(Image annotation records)
- - -

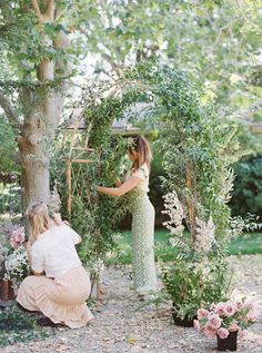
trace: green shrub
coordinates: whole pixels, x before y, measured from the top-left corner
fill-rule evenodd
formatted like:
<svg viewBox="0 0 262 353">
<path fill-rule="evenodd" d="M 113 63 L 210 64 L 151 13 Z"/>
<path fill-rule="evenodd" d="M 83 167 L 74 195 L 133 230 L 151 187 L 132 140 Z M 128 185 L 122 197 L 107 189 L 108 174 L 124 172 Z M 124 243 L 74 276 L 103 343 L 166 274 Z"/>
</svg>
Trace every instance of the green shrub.
<svg viewBox="0 0 262 353">
<path fill-rule="evenodd" d="M 244 158 L 234 165 L 234 188 L 230 207 L 232 215 L 248 213 L 262 217 L 262 156 Z"/>
</svg>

- - -

Render every line of the records above as a numbered list, omitting blank lines and leaving out the pictures.

Solution below:
1. trace: green shrub
2. coordinates: whole pixels, x before y, measured from the top-left corner
3. fill-rule evenodd
4. formatted like:
5. <svg viewBox="0 0 262 353">
6. <path fill-rule="evenodd" d="M 113 63 L 210 64 L 151 13 Z"/>
7. <path fill-rule="evenodd" d="M 83 167 L 74 195 L 133 230 L 151 187 L 132 140 Z M 128 185 L 122 197 L 107 189 L 108 174 L 124 172 Z M 124 243 L 74 276 L 103 343 L 166 274 Z"/>
8. </svg>
9. Trace every instance of the green shrub.
10. <svg viewBox="0 0 262 353">
11. <path fill-rule="evenodd" d="M 244 158 L 234 165 L 234 188 L 230 207 L 232 215 L 248 213 L 262 217 L 262 156 Z"/>
12. </svg>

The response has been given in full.